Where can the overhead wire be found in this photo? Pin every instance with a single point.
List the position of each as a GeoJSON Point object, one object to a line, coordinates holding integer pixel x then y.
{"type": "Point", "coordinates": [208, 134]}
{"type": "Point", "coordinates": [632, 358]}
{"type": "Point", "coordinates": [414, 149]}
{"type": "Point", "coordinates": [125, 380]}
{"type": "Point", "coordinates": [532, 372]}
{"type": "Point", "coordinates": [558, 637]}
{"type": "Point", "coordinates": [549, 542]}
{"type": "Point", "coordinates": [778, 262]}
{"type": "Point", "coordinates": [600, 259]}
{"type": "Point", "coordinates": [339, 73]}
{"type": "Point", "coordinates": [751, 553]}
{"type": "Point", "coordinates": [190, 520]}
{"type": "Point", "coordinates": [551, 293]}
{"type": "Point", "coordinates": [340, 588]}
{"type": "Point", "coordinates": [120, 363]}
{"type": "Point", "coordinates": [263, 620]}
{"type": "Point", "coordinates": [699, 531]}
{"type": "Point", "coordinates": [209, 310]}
****************
- **TASK STATEMENT**
Pull every line of the listing above and reproduce each one unchanged, in the same order.

- **RESULT FOR THIS EXERCISE**
Where can the overhead wire be found in this photo? Pin every instance with a single point.
List the position of each as a GeoJSON Point object, one object to a line, coordinates holding integer pixel x then y.
{"type": "Point", "coordinates": [208, 134]}
{"type": "Point", "coordinates": [632, 358]}
{"type": "Point", "coordinates": [414, 149]}
{"type": "Point", "coordinates": [125, 380]}
{"type": "Point", "coordinates": [532, 372]}
{"type": "Point", "coordinates": [558, 637]}
{"type": "Point", "coordinates": [549, 542]}
{"type": "Point", "coordinates": [778, 262]}
{"type": "Point", "coordinates": [600, 259]}
{"type": "Point", "coordinates": [339, 73]}
{"type": "Point", "coordinates": [751, 553]}
{"type": "Point", "coordinates": [190, 520]}
{"type": "Point", "coordinates": [551, 293]}
{"type": "Point", "coordinates": [340, 588]}
{"type": "Point", "coordinates": [120, 363]}
{"type": "Point", "coordinates": [263, 620]}
{"type": "Point", "coordinates": [699, 531]}
{"type": "Point", "coordinates": [209, 310]}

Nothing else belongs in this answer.